>> BEGIN READING TEXT
Announcing a 21.5 per cent increase in BA's pre-tax profit to pounds 300m for the first nine months of the year, Sir Colin Marshall, chairman, said Air Miles continued to generate extra revenue and took up seating that would otherwise be empty. A BA spokesman said the 2 billion free miles now in circulation represented 10 per cent of the company's unused annual capacity.

Air Miles, in which BA has a 51 per cent stake in the UK, earns the airline money by persuading passengers to fly with it to earn miles and by encouraging them to buy a more expensive seat to gain extra miles.

BA sells seats to Air Miles, which pays for them by selling vouchers to organisations in the scheme, such as Sainsbury, Shell and Cellnet.

Sir Colin would not comment on a potential buyout of its Air Miles partner but is believed to be keen to gain full control.

In the third quarter of the year, an increase in business-class and first-class travel helped boost BA's pre-tax profits to pounds 65m from pounds 20m a year earlier. Turnover rose 11.9 per cent to pounds 1.5bn. Productivity improved by 8 per cent during the quarter. Sir Colin hoped staff would benefit from a profit-sharing scheme this year. He said BA was on target to cut costs by pounds 150m in the full year and planned more efficiency measures next year.

In the nine months to 31 December, the number of BA's scheduled passengers rose 11.3 per cent to 22 million. Earnings per share were 28.4p, compared with 28.9p in the same period last year, adjusted to take account of a rights issue. The shares fell 1p to 473p.
>> END READING TEXT
### THE EXERCISE
From the BA results report, answer each question:
(a) How large a stake does BA hold in Air Miles in the UK?
(b) By how much did turnover rise in the third quarter?
(c) How many scheduled passengers did BA carry in the nine months to 31 December?
>> BEGIN SUPPLIED INFORMATION
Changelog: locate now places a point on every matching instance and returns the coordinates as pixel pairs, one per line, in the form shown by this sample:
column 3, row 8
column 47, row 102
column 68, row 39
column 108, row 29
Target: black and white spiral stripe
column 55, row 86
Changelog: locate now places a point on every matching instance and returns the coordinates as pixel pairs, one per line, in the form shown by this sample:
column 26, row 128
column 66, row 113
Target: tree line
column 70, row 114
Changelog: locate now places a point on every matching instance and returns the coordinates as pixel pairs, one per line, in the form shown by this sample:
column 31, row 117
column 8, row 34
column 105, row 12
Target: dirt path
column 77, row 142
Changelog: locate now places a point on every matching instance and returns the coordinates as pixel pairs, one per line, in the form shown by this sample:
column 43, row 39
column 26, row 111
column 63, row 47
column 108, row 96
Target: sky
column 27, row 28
>> END SUPPLIED INFORMATION
>> BEGIN SUPPLIED INFORMATION
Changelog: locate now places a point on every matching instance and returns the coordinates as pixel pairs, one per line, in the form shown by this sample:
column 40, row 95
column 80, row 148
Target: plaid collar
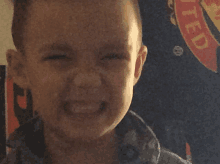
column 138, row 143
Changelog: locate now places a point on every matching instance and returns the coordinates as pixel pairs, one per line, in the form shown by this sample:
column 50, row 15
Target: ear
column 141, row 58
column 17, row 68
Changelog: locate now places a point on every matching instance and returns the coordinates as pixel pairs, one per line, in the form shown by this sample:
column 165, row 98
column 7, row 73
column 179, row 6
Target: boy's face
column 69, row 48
>> END SUPPLIED INFORMATION
### SOLUTION
(a) 51 percent.
(b) It rose 11.9 percent, to £1.5bn.
(c) 22 million.